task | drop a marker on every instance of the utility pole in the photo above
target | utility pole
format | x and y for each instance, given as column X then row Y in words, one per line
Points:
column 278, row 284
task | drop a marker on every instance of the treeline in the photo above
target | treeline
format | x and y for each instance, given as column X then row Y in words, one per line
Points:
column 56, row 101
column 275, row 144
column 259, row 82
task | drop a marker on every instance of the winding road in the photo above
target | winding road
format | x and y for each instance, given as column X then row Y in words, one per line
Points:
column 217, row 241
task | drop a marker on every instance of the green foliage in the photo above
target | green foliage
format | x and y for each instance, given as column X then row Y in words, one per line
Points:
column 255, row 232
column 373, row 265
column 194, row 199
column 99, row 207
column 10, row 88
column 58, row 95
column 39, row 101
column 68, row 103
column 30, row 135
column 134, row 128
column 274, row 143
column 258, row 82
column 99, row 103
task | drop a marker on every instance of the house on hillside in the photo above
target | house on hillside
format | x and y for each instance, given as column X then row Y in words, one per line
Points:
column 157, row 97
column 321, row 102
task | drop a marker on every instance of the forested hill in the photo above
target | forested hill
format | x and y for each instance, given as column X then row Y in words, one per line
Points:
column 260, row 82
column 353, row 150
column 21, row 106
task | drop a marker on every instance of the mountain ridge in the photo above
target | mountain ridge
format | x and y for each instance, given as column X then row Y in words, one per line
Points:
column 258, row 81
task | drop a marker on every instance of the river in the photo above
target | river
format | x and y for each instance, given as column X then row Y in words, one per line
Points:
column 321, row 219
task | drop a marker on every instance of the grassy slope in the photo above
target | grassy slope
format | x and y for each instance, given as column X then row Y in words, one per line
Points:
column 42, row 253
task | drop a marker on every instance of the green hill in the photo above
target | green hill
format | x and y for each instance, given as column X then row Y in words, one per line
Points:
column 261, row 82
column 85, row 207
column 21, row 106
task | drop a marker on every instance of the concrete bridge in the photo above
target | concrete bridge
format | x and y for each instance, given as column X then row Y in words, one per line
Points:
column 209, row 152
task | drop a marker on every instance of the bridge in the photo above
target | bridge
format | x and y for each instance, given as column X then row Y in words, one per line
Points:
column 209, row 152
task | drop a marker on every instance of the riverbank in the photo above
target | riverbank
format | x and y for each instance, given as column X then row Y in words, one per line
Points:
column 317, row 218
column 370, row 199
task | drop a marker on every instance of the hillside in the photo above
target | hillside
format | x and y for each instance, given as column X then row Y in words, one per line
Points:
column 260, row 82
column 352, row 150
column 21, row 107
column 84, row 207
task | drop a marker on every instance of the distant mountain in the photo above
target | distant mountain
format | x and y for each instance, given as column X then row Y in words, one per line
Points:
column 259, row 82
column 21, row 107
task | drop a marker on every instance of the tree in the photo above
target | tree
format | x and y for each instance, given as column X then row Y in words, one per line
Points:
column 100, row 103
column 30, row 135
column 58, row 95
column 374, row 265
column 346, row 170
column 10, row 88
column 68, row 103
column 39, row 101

-=-=-=-=-

Task to carry out
Show the lines of the entries that include the string "treeline", copying each in full.

Solution for this problem
task | drop a marker on every instance of the treeline in the photo above
target | treeline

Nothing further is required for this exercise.